** start EXTRACT PROVIDED **

New York City, N.Y., Apr 29, 2016 / 14:48 pm
(Editor's note: This article includes explicit descriptions of violence. Reader discretion is advised.)
The stories were graphic, brutal and raw.
One account told of a couple whose children had been captured by ISIS militants. When they answered their door one day, they found a plastic bag on their doorstep. It contained the body parts of their daughters and a video of them being raped and tortured.
Another recalled a Christian woman from Mosul who answered the door to find ISIS foreign fighters, demanding that she leave or pay a jizya tax.
She asked for a few seconds, her daughter being in the shower, but the fighters refused to give her the time. They put a torch to the house, burning and eventually killing her daughter.
The girl died in her mother's arms, but her last words were "Forgive them."
These were the stories that emerged from a conference on Christian persecution that took place in New York City on Thursday.
Several of the stories were recounted by Jacqueline Isaac, a human rights attorney and vice president of the advocacy group Roads of Success.
Her mother, president of the group, had testified before British Parliament the previous week after having returned from Homs, Syria. Isaac relayed many of her stories, noting both the savage and vicious acts being committed, and the stories of heroism and forgiveness.

** end EXTRACT PROVIDED **
** start AVAILABLE RECORDS **

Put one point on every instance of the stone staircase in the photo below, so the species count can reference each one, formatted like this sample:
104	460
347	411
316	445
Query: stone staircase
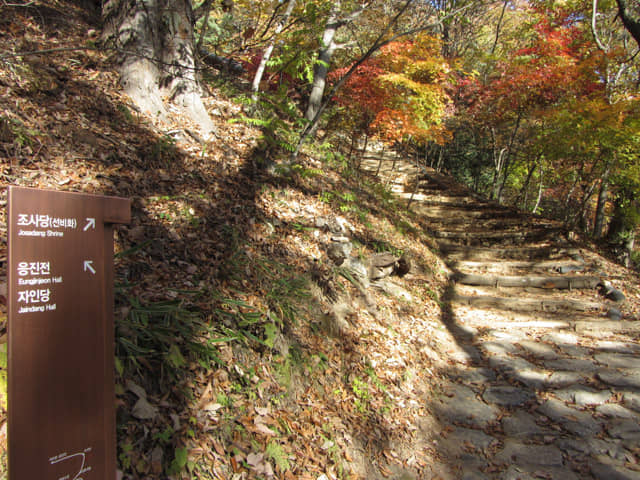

** end AVAILABLE RECORDS **

_THINGS TO DO_.
- 1) Answer these questions from the article on Christian persecution:
(a) In what city did the conference take place?
(b) What advocacy group does Jacqueline Isaac serve as vice president?
(c) Before what body had Isaac's mother testified the previous week?
- 2) Put every line of the records into a JSON list of strings, one string per line and no blank lines. Leave the picture out of the answer.

_ANSWERS TO THE EXERCISE_.
- 1)
(a) New York City
(b) Roads of Success
(c) British Parliament

- 2)
[
  "Put one point on every instance of the stone staircase in the photo below, so the species count can reference each one, formatted like this sample:",
  "104\t460",
  "347\t411",
  "316\t445",
  "Query: stone staircase"
]